Set problem: List each line of the material below that contains the string "yellow", copying those lines in full. Only matches with the same capitalization count.

Dataset records:
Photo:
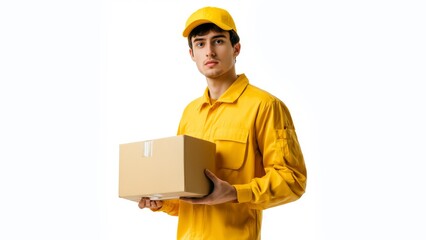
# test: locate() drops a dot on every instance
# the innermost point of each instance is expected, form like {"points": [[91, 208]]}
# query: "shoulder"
{"points": [[260, 94]]}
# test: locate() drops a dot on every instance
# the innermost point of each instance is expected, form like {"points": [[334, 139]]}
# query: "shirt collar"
{"points": [[231, 94]]}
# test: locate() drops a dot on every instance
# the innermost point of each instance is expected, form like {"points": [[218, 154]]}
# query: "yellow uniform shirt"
{"points": [[257, 151]]}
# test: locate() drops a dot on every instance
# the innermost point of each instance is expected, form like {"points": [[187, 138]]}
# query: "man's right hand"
{"points": [[152, 204]]}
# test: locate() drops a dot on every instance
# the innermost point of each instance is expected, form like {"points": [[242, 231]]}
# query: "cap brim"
{"points": [[197, 23]]}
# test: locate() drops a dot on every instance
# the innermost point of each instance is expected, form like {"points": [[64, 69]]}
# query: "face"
{"points": [[214, 55]]}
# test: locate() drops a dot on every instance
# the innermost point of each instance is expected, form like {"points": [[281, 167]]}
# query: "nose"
{"points": [[210, 52]]}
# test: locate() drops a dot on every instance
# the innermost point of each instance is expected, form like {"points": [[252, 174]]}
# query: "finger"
{"points": [[210, 175], [148, 203], [142, 203]]}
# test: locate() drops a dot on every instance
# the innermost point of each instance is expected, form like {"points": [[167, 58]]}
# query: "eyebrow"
{"points": [[197, 39]]}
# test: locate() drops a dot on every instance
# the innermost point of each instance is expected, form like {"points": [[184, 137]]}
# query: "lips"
{"points": [[211, 63]]}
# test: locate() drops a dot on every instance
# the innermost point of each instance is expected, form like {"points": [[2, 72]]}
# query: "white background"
{"points": [[77, 78]]}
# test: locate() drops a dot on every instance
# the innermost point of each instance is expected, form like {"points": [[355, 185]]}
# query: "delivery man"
{"points": [[259, 163]]}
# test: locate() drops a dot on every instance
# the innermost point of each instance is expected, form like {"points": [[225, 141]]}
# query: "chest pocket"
{"points": [[231, 145]]}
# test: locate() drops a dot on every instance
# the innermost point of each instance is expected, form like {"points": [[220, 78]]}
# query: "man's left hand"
{"points": [[222, 192]]}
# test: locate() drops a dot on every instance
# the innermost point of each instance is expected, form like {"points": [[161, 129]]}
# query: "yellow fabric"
{"points": [[220, 17], [257, 152]]}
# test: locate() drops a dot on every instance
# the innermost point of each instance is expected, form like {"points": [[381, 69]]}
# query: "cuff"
{"points": [[244, 193]]}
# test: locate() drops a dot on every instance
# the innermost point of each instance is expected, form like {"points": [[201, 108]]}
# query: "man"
{"points": [[259, 163]]}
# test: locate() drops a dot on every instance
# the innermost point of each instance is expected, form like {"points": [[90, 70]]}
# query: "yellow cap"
{"points": [[218, 16]]}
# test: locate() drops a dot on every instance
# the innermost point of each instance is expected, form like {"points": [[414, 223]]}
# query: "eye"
{"points": [[218, 41], [199, 44]]}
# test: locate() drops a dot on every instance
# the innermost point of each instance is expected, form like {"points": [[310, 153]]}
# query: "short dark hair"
{"points": [[206, 28]]}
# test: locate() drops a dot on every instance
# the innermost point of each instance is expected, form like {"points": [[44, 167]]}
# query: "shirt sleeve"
{"points": [[285, 175]]}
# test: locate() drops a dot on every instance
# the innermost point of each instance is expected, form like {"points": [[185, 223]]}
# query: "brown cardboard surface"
{"points": [[165, 168]]}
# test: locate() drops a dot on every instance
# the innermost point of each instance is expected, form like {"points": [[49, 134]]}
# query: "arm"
{"points": [[284, 180]]}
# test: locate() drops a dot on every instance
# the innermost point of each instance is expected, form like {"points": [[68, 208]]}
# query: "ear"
{"points": [[237, 49], [191, 53]]}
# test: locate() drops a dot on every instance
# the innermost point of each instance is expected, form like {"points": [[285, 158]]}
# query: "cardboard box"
{"points": [[165, 168]]}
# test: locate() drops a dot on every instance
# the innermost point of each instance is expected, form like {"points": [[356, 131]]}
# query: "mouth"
{"points": [[210, 63]]}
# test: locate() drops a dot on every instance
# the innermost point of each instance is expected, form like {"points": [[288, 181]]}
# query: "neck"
{"points": [[217, 86]]}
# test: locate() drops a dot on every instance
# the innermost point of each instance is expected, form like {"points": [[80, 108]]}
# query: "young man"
{"points": [[259, 163]]}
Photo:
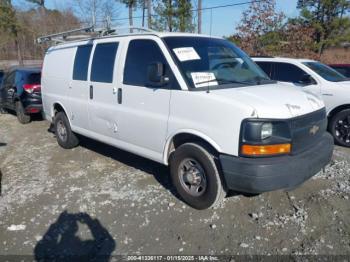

Solution for this task:
# query: "yellow uniform shirt"
# query: "yellow fabric"
# query: "yellow cap"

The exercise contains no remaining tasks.